▸ **What is required**
Print the line containing "of the forest" and every later line of the records. Keep each one exactly as given, ending with the last.
Segment Open
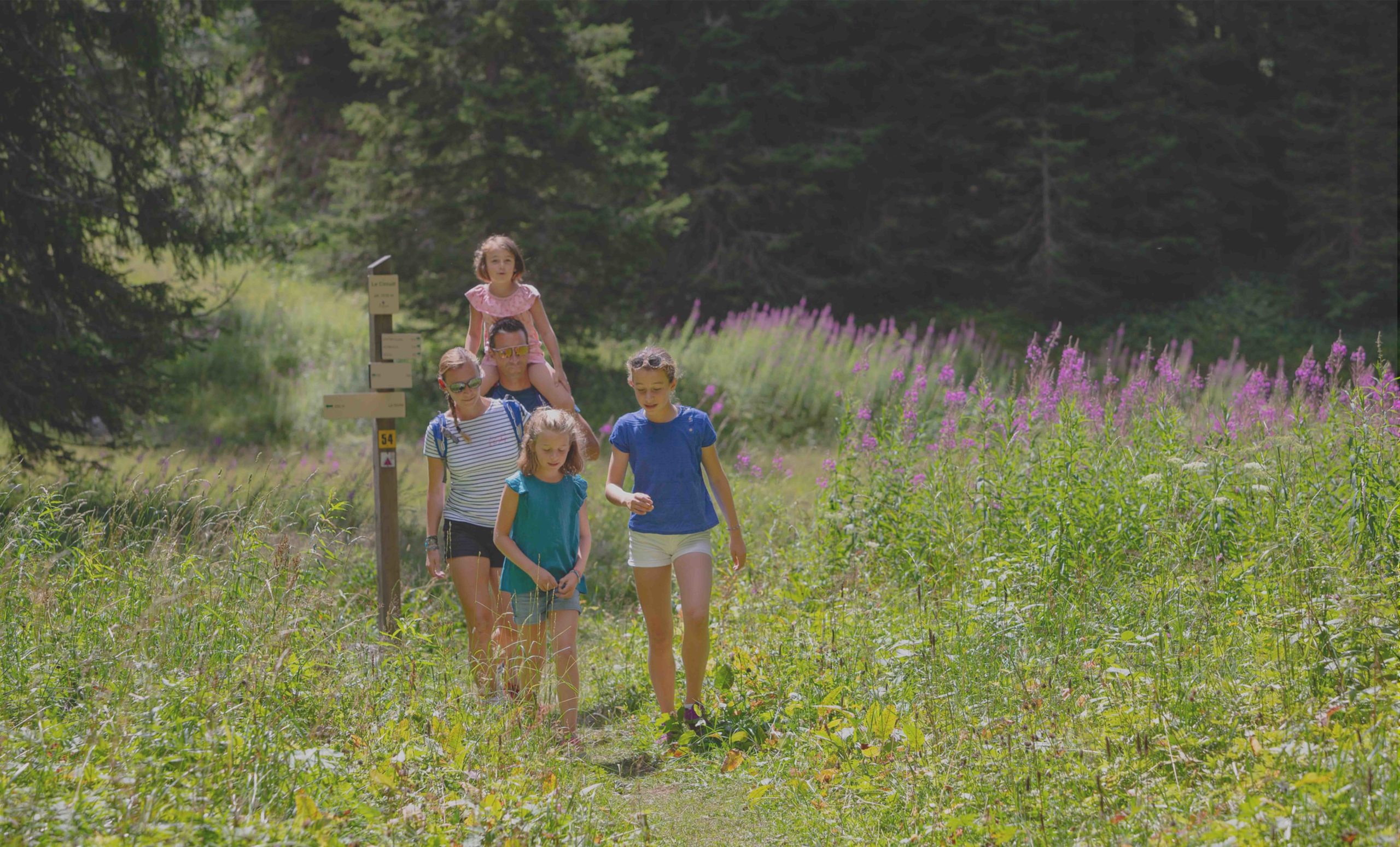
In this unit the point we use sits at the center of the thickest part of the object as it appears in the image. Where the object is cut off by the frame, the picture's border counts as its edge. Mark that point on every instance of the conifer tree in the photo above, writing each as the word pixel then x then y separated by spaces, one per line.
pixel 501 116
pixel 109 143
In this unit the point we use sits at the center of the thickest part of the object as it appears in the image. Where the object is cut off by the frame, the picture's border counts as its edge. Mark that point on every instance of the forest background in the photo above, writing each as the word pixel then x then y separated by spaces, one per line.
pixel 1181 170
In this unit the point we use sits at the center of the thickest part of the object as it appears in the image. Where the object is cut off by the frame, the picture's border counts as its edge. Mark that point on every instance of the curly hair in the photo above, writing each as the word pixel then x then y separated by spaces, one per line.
Segment Closed
▸ **Solution for this problem**
In this unit the point we use sits at the center of the thickest part of the object as it appears in the image. Where the object is cut off by the frame, the picture's border counts as its edge. Mark that point on every instance of the forest background in the photo above, writing each as the word pixel then x then y separated by spaces, one per line.
pixel 1181 170
In this unit the point we use sits at the center of the thickest part of the object as it appears in the image. Where the object is cut off by the frame, the picture's border counts as its edge. Mark that point on every instance of the curly hair in the photo above, writing each as the word pixel then x then y separated by spaces, one per line.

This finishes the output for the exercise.